▸ 課題 1
エイコンの記事によれば、ファースト・アルバム『Trouble』は全世界で約何枚売れたか。
▸ 課題 2
エイコンの記事から、「ゲットーの片隅から、闇の奥底」から「今回のアルバムではさらにみんなを煙に巻いてやるんだ(笑)」。」までを一字一句変えずに抜き出してください。

▸ 本文
'''
ゲットーの片隅から、闇の奥底から、遙か彼方の大地から、あの枯れ寂びた旋律がまた響いてきた。苦しみと哀しみ、そして慈しみで満たされたエイコンの歌を聴け!

自信が持てるようになった


「ニュー・アルバムのコンセプトは『Trouble』よりもさらに人々を混乱させること(笑)。〈あいつはラッパーだ〉とか〈いや、R&Bシンガーだ〉〈違う、レゲエだ〉とかいろいろな意見が飛び交ってただろ?

 今回のアルバムではさらにみんなを煙に巻いてやるんだ(笑)」。

 この男のCDをR&Bのコーナーに収めるのには、どうも違和感を覚える。とはいえ、ヒップホップの棚に置くのにも抵抗を感じるし、もちろんレゲエの枠に入れてしまうのもちょっと違うような気がする。本人のコメントにもあるように、そのあまりにオリジナルなスタイルはどこか特定のジャンルに押し込むのをためらわせるぐらいだけれど、ただひとつ確かなのは、憂いと痛みを帯びた彼のヴォーカルはいま全米のラッパーたちからもっとも求められている声である、ということだ――全世界で約400万枚を売り上げたファースト・アルバム『Trouble』から2年半、エイコンが新作『Konvicted』を完成させた。

「『Trouble』が受け入れられたことで自信が持てるようになったし、もっとクリエイティヴになってもいいんだって思えるようになった。普通は前の作品より良いものが作れるか不安になったりするのかもしれないけど、俺に関しては全然平気だよ。すでにたくさんのファンがいることを実感したし、どう転んだって『Trouble』より良い作品になるっていう自信があったからね」。
'''
▸ 提供資料
'''
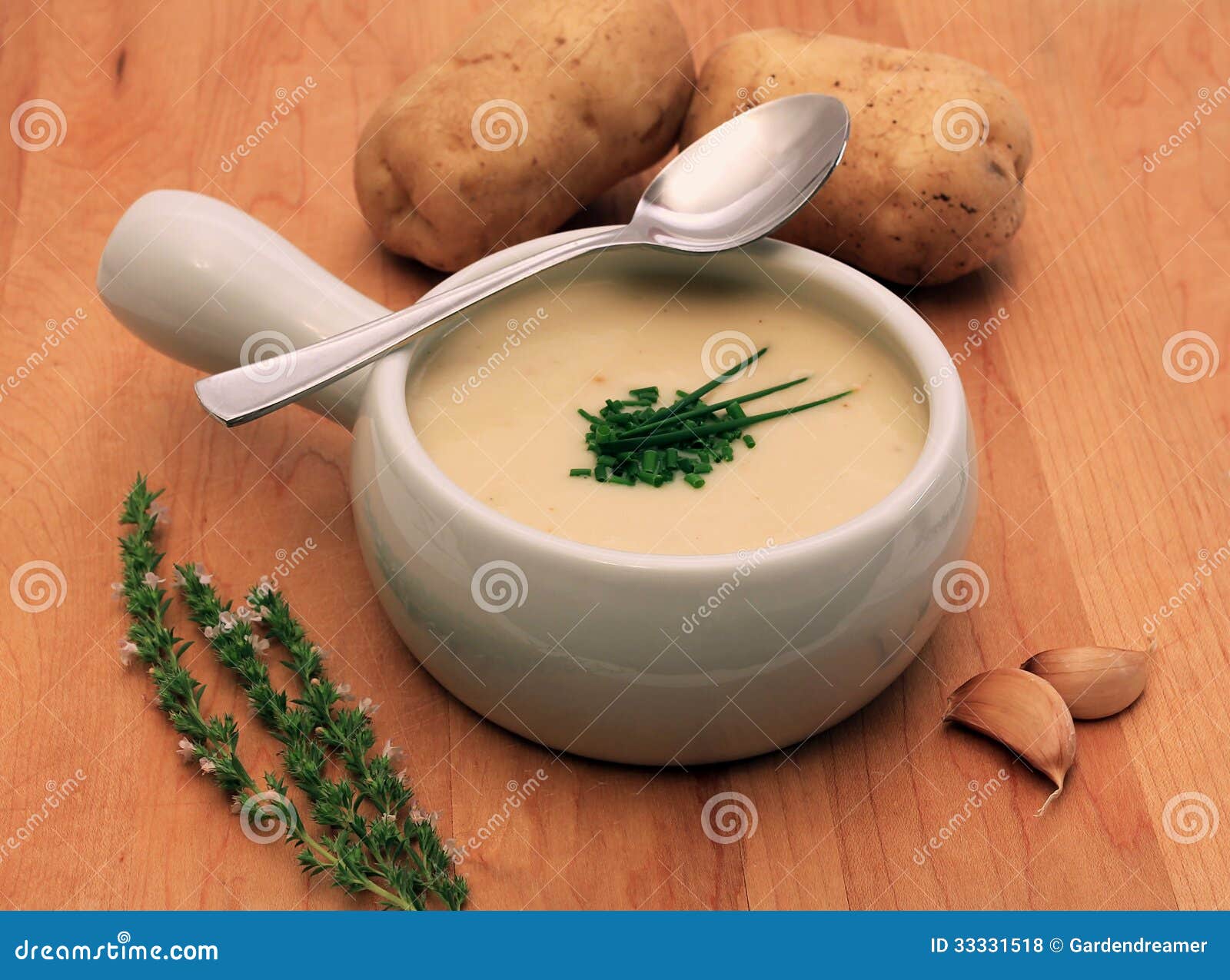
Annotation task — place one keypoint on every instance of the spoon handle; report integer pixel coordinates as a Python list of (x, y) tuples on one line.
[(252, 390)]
'''
▸ 解答 1
約400万枚。

▸ 解答 2
ゲットーの片隅から、闇の奥底から、遙か彼方の大地から、あの枯れ寂びた旋律がまた響いてきた。苦しみと哀しみ、そして慈しみで満たされたエイコンの歌を聴け!

自信が持てるようになった


「ニュー・アルバムのコンセプトは『Trouble』よりもさらに人々を混乱させること(笑)。〈あいつはラッパーだ〉とか〈いや、R&Bシンガーだ〉〈違う、レゲエだ〉とかいろいろな意見が飛び交ってただろ?

 今回のアルバムではさらにみんなを煙に巻いてやるんだ(笑)」。